-------- SUPPLIED ENTRIES
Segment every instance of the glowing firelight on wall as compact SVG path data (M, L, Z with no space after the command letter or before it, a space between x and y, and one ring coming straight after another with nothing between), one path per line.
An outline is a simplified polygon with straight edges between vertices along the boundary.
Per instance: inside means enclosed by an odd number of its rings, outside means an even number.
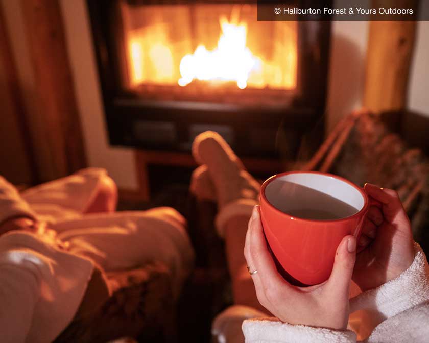
M261 60L253 56L246 46L247 27L235 25L224 17L220 19L222 34L214 50L199 45L194 54L188 54L180 61L182 77L178 83L184 86L193 80L233 81L244 89L250 73L260 69Z

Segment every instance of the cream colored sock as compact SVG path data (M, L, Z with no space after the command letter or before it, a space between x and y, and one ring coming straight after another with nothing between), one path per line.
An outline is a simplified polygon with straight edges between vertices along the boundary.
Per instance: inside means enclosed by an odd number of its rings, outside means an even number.
M216 201L216 188L205 164L200 165L193 172L189 190L199 200Z
M195 139L195 160L207 166L216 188L220 210L239 199L257 200L259 184L244 169L241 161L216 132L206 131Z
----------------
Please copy the text of every item above word for word, leaving out the pictures.

Segment every instance of the glowing firelight on wall as compact SVG path data (M, L, Z with no space after the command letter or before it, a space between x and y, and one ring coming straight after another with nothing between), one path per line.
An outline is a simplified polygon with straight edges between vertices along the boundary.
Per instance: inside means enclosed by an odd number of its rings, outside means an even number.
M261 60L253 56L246 46L247 27L235 25L224 17L220 19L222 34L214 50L199 45L194 54L188 54L180 61L182 77L178 83L184 86L193 80L233 81L244 89L250 73L260 69Z

Segment every instance of the cream colored sock as compact SVG path data (M, L, Z with no space after the command letter or before it, a space between x and y, and one ring coming straight after another with nothing between), one path per line.
An outline is a simplified polygon with straight edges between vertices along the boundary.
Per instance: inside means enclosed by an odd number of its rings, outside means an even number.
M216 201L216 188L205 164L200 165L193 172L189 190L199 200Z
M195 139L195 160L207 166L216 188L220 210L239 199L257 200L259 184L244 169L241 161L216 132L206 131Z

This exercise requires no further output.